■ Activity ■
Could you retype, exactly and with no pictures, only the lines from the first line of the records below through the line that contains "Tag a single point on each instance of the blue"?

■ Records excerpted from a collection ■

◆ ◆ ◆

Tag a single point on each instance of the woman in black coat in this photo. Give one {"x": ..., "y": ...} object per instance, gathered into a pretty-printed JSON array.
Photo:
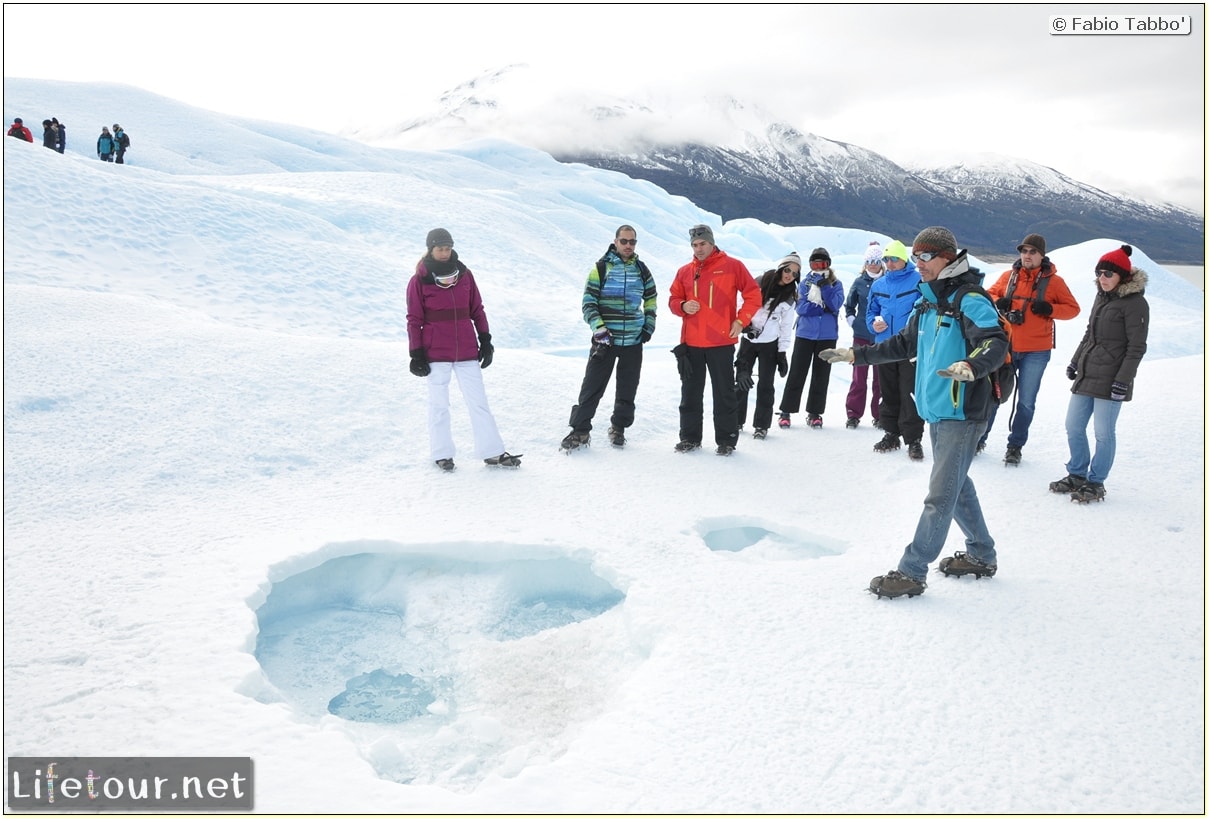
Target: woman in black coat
[{"x": 1103, "y": 369}]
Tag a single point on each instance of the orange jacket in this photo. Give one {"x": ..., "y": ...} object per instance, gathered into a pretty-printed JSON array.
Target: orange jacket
[
  {"x": 716, "y": 283},
  {"x": 1037, "y": 332}
]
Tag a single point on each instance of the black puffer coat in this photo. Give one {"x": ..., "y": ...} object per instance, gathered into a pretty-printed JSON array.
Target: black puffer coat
[{"x": 1115, "y": 340}]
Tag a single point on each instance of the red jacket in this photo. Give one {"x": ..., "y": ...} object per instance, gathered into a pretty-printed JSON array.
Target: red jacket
[
  {"x": 716, "y": 283},
  {"x": 1037, "y": 332},
  {"x": 21, "y": 132}
]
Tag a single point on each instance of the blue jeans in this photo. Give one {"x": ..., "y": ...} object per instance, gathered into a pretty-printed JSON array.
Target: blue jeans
[
  {"x": 1104, "y": 411},
  {"x": 950, "y": 497},
  {"x": 1029, "y": 368}
]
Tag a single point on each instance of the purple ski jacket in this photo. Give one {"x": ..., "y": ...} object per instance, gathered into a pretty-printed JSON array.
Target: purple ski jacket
[{"x": 446, "y": 322}]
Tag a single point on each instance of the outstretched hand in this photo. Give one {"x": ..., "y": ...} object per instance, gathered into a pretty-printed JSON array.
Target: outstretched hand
[{"x": 837, "y": 355}]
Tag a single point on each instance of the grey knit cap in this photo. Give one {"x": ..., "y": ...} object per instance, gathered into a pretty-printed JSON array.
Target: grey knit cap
[
  {"x": 936, "y": 240},
  {"x": 439, "y": 237}
]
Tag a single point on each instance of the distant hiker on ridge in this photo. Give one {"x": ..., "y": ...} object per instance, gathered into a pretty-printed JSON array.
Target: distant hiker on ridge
[
  {"x": 105, "y": 145},
  {"x": 19, "y": 131}
]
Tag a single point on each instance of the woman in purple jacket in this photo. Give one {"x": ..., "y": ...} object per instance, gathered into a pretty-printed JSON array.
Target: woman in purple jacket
[{"x": 447, "y": 334}]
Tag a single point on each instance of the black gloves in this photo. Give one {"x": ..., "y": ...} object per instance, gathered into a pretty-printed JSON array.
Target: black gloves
[
  {"x": 744, "y": 375},
  {"x": 420, "y": 362},
  {"x": 485, "y": 350},
  {"x": 683, "y": 365}
]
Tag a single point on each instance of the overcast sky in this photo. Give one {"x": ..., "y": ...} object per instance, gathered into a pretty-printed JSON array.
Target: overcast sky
[{"x": 914, "y": 82}]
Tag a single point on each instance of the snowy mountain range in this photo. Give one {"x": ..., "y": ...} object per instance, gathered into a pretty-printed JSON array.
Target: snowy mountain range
[
  {"x": 739, "y": 161},
  {"x": 224, "y": 535}
]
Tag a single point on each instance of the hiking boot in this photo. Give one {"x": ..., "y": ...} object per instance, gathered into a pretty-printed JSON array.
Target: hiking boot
[
  {"x": 962, "y": 564},
  {"x": 1088, "y": 492},
  {"x": 576, "y": 439},
  {"x": 1066, "y": 485},
  {"x": 895, "y": 584}
]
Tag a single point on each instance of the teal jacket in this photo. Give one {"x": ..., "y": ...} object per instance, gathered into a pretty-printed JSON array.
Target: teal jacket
[
  {"x": 624, "y": 303},
  {"x": 936, "y": 340}
]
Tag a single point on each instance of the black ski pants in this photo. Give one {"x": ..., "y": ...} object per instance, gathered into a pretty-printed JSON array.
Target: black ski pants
[
  {"x": 805, "y": 356},
  {"x": 763, "y": 353},
  {"x": 898, "y": 414},
  {"x": 719, "y": 363},
  {"x": 591, "y": 391}
]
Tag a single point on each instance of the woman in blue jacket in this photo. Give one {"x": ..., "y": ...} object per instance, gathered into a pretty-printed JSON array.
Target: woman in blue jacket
[
  {"x": 820, "y": 299},
  {"x": 891, "y": 300}
]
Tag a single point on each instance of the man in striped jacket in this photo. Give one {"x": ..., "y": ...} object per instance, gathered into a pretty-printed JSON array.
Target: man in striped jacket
[{"x": 619, "y": 306}]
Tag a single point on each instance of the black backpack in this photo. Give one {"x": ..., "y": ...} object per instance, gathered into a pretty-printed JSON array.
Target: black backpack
[{"x": 1002, "y": 378}]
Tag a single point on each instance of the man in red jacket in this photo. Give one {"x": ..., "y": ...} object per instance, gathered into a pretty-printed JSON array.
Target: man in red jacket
[
  {"x": 1031, "y": 295},
  {"x": 705, "y": 294}
]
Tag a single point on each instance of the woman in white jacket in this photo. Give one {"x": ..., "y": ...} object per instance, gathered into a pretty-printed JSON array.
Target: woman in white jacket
[{"x": 768, "y": 340}]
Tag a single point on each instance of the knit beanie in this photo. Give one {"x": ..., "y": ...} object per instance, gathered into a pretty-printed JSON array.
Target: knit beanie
[
  {"x": 792, "y": 259},
  {"x": 896, "y": 249},
  {"x": 1034, "y": 241},
  {"x": 439, "y": 237},
  {"x": 1117, "y": 261},
  {"x": 936, "y": 240}
]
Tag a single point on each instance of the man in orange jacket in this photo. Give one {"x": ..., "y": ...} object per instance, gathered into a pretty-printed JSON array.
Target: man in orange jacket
[
  {"x": 1031, "y": 295},
  {"x": 705, "y": 294}
]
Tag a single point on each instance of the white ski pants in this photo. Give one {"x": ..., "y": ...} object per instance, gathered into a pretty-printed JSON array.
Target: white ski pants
[{"x": 487, "y": 442}]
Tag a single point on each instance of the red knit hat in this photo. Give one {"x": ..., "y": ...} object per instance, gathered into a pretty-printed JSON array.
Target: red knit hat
[{"x": 1117, "y": 261}]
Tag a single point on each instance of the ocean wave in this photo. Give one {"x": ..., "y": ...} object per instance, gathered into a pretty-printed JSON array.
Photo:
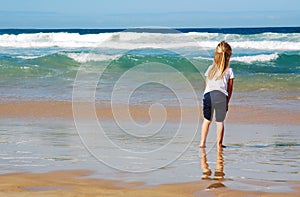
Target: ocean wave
[
  {"x": 249, "y": 58},
  {"x": 133, "y": 40},
  {"x": 256, "y": 58},
  {"x": 88, "y": 57}
]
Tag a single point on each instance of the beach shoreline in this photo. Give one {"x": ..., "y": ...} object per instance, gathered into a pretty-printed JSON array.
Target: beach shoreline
[
  {"x": 76, "y": 183},
  {"x": 238, "y": 114}
]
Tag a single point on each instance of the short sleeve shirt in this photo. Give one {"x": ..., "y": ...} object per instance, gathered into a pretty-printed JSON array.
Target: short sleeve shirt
[{"x": 220, "y": 84}]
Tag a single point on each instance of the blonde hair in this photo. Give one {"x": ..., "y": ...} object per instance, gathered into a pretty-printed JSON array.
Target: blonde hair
[{"x": 221, "y": 61}]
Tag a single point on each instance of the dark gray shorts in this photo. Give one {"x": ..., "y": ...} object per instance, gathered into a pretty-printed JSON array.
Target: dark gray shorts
[{"x": 215, "y": 101}]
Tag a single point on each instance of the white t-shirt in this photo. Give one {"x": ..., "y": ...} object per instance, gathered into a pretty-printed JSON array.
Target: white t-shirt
[{"x": 220, "y": 84}]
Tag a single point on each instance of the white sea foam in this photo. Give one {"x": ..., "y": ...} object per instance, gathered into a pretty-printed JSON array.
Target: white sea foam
[
  {"x": 249, "y": 59},
  {"x": 87, "y": 57},
  {"x": 132, "y": 40}
]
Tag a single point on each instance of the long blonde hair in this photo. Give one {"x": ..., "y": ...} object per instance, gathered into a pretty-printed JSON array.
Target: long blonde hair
[{"x": 221, "y": 61}]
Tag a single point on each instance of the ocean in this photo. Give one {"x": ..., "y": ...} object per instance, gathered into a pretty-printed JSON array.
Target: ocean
[
  {"x": 149, "y": 67},
  {"x": 35, "y": 62}
]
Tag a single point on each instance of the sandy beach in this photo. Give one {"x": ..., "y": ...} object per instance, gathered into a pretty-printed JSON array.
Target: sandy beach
[
  {"x": 63, "y": 110},
  {"x": 74, "y": 183},
  {"x": 77, "y": 182}
]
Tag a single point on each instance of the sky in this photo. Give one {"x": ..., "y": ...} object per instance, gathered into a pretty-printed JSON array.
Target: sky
[{"x": 148, "y": 13}]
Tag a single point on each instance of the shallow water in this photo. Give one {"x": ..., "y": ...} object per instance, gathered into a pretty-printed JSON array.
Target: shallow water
[{"x": 254, "y": 153}]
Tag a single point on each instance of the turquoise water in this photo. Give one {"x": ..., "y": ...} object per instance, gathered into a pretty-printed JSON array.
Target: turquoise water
[{"x": 42, "y": 64}]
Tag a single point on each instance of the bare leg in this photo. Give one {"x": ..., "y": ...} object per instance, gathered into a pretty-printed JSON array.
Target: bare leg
[
  {"x": 204, "y": 132},
  {"x": 206, "y": 172},
  {"x": 220, "y": 134}
]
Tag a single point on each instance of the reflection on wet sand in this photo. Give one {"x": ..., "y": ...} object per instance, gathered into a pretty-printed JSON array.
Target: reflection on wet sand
[{"x": 219, "y": 169}]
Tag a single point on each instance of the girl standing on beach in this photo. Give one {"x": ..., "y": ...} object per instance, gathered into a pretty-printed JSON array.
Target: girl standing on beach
[{"x": 217, "y": 94}]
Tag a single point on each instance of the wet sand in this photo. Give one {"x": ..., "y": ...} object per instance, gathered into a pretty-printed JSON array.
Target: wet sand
[
  {"x": 74, "y": 183},
  {"x": 57, "y": 109}
]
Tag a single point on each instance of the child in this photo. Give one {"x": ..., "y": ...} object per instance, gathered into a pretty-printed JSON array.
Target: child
[{"x": 217, "y": 94}]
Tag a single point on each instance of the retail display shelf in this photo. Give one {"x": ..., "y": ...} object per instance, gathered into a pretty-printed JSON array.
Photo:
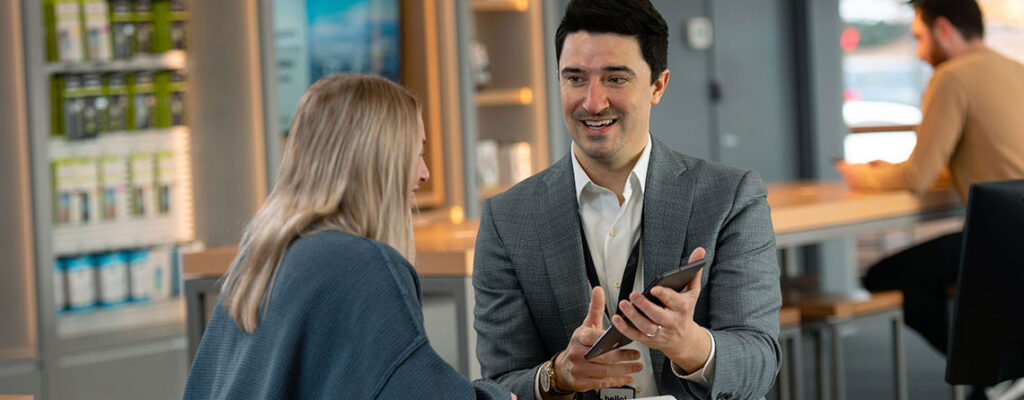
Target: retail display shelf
[
  {"x": 154, "y": 319},
  {"x": 500, "y": 5},
  {"x": 109, "y": 236},
  {"x": 514, "y": 96},
  {"x": 174, "y": 138},
  {"x": 173, "y": 59}
]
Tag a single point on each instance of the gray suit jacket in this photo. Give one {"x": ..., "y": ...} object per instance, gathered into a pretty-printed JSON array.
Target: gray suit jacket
[{"x": 531, "y": 289}]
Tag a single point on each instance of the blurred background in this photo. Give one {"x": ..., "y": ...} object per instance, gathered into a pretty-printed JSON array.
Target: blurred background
[{"x": 135, "y": 131}]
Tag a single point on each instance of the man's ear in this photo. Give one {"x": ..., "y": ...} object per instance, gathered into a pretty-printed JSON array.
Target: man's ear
[
  {"x": 659, "y": 85},
  {"x": 944, "y": 31}
]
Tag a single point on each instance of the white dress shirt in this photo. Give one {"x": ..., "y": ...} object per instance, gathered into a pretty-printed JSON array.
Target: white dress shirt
[{"x": 611, "y": 230}]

◆ ◆ ◆

■ Answer area ■
Tag a single point on each instance of the woman in black coat in this photo. Give one {"x": ..., "y": ...} object per instance, gathered into a pretty-printed JSON array.
Photo:
Target: woman in black coat
[{"x": 1103, "y": 369}]
Tag a single point on each instance of the orange jacket in this photo. Give one {"x": ..., "y": ...} object per instance, gathered into a pretty-printed JSON array.
Target: orange jacket
[
  {"x": 716, "y": 283},
  {"x": 1037, "y": 332}
]
Tag a single point on each instance of the black puffer coat in this photo. Give one {"x": ..., "y": ...} object per instance, gathered into a pretty-printed JSON array.
Target: black puffer coat
[{"x": 1115, "y": 340}]
Tag a single point on each instance of the red jacket in this photo. Give one {"x": ..., "y": ...} object per instance, gathered into a pretty-printed JSON array.
Target: red jacket
[
  {"x": 716, "y": 283},
  {"x": 1037, "y": 332},
  {"x": 21, "y": 132}
]
Tag a single point on each instance of the blue jeans in this photo. Give one {"x": ..., "y": ...} object per instance, gathered into a pretty-printed JSON array.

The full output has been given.